STATED EXERCISE:
Rescale the lines starting at the one containing "tile as a single marker per instance." and ending at the one containing "point(380, 244)", and give only those lines again, with the items' wording and format samples unchanged. Multiply every coordinate in the answer points by 2.6 and round each to a whole number, with halves rounded up.

INFORMATION GIVEN:
'''

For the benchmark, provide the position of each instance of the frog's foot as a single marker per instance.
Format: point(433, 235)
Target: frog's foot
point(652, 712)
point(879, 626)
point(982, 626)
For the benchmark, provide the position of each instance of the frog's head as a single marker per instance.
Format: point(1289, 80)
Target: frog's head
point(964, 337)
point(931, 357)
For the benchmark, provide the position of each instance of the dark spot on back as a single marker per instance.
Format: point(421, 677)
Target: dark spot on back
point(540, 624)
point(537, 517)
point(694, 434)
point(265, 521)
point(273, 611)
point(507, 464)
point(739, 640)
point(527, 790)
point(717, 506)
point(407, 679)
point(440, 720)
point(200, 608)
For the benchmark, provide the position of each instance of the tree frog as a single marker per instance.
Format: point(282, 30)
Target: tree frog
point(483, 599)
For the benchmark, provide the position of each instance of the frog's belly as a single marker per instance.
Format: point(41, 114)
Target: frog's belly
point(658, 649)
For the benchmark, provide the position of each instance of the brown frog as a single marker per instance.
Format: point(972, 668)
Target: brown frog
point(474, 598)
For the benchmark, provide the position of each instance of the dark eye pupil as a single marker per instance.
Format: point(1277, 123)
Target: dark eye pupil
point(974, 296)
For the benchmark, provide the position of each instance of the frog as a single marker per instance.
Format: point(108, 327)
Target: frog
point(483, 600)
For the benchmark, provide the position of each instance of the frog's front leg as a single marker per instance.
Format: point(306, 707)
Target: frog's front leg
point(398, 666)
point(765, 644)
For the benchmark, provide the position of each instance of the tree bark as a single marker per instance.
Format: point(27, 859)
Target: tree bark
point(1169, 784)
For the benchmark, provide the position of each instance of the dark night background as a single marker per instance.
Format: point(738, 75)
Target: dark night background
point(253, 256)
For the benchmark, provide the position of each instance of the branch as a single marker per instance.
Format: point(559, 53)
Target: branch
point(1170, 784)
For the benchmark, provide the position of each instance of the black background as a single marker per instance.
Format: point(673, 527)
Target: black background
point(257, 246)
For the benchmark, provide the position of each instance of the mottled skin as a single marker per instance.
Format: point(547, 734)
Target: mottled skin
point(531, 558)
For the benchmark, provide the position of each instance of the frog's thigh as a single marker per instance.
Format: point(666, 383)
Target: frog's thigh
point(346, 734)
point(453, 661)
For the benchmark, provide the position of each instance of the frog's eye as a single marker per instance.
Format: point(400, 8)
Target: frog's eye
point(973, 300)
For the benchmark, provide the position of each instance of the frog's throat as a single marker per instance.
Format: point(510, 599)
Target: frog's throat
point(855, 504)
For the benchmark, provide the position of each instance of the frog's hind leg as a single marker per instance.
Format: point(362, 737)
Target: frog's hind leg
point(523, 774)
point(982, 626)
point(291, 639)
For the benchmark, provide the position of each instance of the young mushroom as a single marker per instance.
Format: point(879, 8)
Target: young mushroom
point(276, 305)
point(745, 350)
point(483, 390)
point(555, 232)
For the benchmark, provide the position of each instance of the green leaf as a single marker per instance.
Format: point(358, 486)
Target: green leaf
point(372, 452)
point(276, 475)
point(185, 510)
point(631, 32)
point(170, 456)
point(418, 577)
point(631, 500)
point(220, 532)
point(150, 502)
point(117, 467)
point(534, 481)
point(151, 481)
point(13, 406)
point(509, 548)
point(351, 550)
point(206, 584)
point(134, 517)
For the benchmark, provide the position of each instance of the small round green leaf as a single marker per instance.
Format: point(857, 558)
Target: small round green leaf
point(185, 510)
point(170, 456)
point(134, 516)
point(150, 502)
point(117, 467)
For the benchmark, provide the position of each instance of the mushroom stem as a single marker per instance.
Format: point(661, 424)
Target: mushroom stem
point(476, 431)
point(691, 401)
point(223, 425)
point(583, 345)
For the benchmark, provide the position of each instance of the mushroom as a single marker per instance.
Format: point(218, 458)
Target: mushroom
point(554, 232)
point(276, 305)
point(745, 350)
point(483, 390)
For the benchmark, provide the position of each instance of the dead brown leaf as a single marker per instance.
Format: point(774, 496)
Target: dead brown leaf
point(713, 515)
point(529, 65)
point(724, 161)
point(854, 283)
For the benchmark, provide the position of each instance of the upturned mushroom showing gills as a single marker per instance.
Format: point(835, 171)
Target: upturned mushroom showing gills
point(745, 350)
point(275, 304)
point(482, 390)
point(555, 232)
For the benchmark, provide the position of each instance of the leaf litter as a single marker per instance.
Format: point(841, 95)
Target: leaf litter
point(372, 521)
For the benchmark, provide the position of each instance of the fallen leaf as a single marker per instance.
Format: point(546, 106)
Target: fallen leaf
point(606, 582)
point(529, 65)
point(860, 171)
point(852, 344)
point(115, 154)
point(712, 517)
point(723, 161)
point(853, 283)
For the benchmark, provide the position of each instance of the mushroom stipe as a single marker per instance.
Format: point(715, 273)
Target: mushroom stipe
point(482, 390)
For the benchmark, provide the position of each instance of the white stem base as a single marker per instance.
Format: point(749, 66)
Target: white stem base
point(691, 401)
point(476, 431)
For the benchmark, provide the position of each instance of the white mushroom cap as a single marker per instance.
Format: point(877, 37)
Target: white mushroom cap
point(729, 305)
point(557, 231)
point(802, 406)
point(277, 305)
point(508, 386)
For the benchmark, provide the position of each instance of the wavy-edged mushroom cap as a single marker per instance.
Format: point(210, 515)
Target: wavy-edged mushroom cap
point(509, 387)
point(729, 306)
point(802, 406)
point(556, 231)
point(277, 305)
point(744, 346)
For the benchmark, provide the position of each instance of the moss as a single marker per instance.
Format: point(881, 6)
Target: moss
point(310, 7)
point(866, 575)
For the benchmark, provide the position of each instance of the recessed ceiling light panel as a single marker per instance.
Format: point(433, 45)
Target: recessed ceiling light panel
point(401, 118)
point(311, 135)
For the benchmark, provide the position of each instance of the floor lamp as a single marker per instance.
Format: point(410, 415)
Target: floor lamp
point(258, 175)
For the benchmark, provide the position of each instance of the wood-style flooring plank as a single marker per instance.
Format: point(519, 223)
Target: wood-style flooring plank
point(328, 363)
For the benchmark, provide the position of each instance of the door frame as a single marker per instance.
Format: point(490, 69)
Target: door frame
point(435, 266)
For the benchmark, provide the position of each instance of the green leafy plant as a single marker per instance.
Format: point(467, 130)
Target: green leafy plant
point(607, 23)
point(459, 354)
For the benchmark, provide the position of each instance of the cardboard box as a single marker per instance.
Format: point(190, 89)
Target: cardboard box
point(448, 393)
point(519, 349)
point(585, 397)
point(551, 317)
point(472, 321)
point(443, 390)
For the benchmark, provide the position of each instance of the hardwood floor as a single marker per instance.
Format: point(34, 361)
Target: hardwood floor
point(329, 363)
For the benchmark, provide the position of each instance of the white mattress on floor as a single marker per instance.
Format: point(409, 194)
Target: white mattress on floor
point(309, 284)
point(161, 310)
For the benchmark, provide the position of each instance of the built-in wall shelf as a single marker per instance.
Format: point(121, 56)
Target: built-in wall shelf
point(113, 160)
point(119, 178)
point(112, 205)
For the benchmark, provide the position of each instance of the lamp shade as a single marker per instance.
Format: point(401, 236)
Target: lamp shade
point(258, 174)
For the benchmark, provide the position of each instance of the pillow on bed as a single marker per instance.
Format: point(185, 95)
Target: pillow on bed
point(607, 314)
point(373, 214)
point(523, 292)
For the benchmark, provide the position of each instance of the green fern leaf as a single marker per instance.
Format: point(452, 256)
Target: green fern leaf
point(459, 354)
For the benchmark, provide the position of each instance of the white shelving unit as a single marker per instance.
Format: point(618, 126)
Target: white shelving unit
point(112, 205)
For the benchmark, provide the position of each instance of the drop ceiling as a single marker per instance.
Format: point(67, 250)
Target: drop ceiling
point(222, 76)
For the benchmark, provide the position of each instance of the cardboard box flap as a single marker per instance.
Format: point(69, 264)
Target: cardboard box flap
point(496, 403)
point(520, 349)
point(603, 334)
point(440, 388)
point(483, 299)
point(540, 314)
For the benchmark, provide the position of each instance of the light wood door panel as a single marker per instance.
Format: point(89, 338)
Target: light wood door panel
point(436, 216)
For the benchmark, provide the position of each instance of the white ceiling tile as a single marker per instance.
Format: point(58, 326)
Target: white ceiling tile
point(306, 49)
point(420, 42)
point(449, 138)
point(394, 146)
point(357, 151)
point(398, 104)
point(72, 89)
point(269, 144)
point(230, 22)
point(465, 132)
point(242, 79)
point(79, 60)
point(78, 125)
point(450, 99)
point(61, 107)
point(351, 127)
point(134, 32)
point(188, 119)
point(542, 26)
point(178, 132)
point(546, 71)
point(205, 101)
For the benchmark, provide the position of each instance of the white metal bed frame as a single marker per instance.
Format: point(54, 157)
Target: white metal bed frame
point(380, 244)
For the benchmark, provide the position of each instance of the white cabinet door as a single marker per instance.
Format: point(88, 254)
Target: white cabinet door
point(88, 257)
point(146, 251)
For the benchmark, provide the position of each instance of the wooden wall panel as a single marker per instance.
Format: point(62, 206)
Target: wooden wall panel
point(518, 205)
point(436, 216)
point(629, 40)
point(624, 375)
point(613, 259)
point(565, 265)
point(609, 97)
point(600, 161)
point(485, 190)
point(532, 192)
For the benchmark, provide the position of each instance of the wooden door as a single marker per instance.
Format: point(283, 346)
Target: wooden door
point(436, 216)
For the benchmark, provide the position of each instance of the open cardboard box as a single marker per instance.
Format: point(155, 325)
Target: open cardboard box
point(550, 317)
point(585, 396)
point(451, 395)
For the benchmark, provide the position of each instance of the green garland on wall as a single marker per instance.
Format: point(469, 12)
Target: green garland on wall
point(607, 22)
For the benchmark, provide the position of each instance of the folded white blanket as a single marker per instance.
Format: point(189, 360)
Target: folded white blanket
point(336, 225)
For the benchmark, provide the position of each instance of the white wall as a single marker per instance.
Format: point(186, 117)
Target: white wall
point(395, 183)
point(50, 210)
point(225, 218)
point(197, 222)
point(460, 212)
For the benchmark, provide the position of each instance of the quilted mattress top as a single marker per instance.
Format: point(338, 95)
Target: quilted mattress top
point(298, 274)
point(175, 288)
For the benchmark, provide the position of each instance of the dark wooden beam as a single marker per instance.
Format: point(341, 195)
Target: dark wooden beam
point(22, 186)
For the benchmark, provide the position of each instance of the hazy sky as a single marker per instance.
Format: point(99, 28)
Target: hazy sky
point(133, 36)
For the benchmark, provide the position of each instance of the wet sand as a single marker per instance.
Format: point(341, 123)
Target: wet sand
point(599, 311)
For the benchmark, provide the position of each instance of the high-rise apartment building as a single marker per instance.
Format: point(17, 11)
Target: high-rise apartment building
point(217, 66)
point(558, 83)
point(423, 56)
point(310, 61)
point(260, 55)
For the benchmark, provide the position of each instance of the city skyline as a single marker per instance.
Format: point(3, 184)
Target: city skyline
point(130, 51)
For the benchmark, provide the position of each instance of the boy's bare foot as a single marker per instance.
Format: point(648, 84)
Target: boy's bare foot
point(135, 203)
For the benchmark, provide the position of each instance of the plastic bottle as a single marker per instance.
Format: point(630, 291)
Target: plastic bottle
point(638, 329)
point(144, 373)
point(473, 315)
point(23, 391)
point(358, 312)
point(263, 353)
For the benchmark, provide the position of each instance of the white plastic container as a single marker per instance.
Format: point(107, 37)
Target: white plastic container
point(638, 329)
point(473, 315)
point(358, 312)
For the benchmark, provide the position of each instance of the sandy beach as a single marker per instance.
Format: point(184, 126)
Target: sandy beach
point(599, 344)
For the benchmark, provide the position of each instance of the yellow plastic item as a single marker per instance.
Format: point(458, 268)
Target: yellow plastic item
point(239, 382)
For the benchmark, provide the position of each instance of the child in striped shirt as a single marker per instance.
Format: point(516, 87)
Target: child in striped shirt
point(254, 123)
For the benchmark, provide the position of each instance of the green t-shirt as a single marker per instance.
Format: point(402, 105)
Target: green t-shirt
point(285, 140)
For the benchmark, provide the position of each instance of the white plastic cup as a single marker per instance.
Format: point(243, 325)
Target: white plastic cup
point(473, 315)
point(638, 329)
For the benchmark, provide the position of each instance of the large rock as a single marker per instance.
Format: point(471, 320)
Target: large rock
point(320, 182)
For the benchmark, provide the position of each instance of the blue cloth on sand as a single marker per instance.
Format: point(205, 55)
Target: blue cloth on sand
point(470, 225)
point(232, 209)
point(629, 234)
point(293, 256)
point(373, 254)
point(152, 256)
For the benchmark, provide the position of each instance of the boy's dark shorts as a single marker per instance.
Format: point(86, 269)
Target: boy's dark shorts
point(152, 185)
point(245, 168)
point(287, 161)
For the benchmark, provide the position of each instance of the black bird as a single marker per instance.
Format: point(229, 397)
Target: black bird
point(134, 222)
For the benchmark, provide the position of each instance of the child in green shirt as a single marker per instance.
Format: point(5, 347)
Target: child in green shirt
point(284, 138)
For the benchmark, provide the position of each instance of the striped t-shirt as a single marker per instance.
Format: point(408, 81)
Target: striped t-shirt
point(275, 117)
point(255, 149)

'''

SOLUTION TO THIS PROBLEM:
For the benchmark, provide the position of each instance of the white ceiling tile as a single marker per instance.
Format: point(58, 326)
Target: white ceiling tile
point(796, 127)
point(1092, 109)
point(1167, 359)
point(1024, 380)
point(928, 393)
point(1035, 270)
point(187, 231)
point(699, 374)
point(598, 57)
point(1209, 343)
point(629, 205)
point(205, 156)
point(203, 325)
point(1170, 257)
point(159, 278)
point(913, 330)
point(348, 83)
point(489, 309)
point(1409, 68)
point(463, 343)
point(1420, 185)
point(533, 263)
For the benchmark, provide the position of each instance of the white metal bed frame as a single marker per instance.
Format: point(54, 157)
Target: white metal bed frame
point(988, 634)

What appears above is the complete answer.